▸ **Task prompt**:
For the data below, give the number of lines containing "woman" and nothing more.

--------------------------------

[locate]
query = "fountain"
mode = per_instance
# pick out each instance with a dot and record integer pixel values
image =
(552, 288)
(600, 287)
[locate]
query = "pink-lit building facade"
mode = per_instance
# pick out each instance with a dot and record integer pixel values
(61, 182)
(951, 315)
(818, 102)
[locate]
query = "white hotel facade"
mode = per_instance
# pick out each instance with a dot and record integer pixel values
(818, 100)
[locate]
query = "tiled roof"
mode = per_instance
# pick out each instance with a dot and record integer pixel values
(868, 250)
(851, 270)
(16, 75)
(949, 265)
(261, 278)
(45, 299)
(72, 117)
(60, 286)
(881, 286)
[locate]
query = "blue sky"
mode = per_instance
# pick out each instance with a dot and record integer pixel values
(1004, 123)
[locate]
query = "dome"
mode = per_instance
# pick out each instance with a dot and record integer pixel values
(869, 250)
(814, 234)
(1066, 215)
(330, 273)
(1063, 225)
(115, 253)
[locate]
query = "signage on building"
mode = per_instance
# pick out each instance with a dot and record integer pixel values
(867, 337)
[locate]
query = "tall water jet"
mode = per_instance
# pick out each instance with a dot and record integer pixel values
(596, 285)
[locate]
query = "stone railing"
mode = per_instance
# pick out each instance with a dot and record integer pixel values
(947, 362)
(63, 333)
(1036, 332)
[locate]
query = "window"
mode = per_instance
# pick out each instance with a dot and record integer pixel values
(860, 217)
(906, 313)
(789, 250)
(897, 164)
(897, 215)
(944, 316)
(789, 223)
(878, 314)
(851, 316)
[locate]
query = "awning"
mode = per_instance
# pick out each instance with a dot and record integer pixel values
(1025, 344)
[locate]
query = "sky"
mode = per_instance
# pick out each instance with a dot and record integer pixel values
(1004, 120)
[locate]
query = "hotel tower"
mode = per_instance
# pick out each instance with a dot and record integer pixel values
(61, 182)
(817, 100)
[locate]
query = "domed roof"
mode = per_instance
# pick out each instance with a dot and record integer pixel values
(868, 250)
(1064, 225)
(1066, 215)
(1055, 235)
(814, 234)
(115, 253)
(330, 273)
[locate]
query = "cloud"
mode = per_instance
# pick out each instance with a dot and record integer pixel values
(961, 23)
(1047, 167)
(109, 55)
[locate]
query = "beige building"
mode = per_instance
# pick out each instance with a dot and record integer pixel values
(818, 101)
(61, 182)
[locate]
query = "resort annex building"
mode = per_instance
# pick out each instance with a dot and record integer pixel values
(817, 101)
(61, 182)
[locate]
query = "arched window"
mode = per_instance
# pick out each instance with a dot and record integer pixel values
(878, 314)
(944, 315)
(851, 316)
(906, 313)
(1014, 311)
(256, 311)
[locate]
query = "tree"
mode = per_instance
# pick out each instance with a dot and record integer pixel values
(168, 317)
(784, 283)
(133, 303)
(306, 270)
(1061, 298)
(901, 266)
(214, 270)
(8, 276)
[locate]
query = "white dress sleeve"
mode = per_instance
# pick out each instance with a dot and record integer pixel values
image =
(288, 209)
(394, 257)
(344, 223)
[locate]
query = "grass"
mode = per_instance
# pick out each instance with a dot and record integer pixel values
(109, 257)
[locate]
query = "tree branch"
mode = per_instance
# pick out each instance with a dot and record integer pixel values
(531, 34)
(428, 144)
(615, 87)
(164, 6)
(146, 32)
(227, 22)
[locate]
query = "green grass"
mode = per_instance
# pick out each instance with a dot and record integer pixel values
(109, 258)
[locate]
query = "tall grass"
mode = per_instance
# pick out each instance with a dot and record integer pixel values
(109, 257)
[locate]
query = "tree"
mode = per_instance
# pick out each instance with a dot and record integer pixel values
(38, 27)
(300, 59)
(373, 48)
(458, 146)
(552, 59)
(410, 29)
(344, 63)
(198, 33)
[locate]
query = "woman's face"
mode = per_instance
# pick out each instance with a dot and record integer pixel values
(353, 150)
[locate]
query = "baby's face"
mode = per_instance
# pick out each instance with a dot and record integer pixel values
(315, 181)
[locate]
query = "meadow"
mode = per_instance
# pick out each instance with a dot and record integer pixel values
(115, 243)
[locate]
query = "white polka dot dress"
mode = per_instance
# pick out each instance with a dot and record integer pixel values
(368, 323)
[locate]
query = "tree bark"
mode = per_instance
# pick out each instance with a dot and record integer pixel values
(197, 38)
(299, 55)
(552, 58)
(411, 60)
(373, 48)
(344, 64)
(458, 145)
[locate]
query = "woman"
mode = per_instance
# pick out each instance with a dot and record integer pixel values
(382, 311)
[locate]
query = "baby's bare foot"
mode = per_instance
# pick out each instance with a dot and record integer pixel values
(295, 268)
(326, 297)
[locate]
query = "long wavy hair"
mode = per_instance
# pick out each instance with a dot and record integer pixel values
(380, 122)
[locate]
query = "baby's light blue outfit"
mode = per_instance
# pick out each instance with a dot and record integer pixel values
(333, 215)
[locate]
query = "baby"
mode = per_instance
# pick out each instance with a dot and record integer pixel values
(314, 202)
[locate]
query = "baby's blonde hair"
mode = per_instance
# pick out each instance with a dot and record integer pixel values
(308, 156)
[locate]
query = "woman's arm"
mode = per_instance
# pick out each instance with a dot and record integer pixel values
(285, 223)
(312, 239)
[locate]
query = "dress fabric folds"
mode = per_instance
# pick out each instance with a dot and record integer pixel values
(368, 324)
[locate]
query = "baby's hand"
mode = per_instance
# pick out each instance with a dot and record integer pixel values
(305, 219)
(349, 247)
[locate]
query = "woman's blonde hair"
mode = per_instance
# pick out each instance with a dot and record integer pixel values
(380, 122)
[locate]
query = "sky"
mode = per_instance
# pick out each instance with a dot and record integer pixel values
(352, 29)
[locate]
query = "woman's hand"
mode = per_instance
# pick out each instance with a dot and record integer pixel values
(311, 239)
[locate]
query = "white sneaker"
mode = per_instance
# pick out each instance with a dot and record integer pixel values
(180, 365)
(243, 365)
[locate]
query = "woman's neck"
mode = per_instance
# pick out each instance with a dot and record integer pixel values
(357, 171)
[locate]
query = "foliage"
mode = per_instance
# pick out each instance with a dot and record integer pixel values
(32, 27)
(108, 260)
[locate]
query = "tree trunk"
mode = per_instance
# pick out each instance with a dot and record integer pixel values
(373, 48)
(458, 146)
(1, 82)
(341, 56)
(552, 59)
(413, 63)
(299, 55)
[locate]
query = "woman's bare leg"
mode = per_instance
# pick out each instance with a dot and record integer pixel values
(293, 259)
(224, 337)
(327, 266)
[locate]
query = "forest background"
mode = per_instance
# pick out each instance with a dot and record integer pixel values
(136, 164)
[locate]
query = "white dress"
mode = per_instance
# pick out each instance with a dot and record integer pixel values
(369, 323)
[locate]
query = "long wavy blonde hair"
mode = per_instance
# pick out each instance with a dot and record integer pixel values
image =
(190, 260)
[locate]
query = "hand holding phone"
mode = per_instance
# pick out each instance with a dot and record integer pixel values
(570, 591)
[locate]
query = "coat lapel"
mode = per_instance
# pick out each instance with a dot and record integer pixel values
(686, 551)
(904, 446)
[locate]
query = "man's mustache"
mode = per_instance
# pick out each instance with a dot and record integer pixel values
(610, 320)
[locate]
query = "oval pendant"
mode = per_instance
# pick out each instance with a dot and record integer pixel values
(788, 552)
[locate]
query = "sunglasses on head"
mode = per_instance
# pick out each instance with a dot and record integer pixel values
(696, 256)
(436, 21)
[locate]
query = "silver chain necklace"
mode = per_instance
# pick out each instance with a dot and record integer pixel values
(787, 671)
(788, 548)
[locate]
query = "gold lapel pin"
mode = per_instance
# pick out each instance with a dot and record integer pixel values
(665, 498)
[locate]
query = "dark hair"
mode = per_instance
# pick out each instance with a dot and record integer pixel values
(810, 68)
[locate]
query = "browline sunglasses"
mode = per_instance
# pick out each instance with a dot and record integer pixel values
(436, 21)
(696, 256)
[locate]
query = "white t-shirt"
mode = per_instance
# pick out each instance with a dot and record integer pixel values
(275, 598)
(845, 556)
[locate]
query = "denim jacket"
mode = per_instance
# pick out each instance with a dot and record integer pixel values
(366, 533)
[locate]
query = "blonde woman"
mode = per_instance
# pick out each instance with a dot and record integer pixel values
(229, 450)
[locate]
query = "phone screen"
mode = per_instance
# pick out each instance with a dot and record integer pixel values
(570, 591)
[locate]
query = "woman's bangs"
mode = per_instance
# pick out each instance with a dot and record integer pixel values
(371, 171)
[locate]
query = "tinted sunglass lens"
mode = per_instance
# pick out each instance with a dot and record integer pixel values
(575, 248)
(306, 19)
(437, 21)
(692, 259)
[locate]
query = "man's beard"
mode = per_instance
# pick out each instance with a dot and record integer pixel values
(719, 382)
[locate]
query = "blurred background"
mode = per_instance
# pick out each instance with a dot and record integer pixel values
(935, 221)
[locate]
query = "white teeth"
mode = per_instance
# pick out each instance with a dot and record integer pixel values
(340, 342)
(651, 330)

--------------------------------

▸ **Result**:
9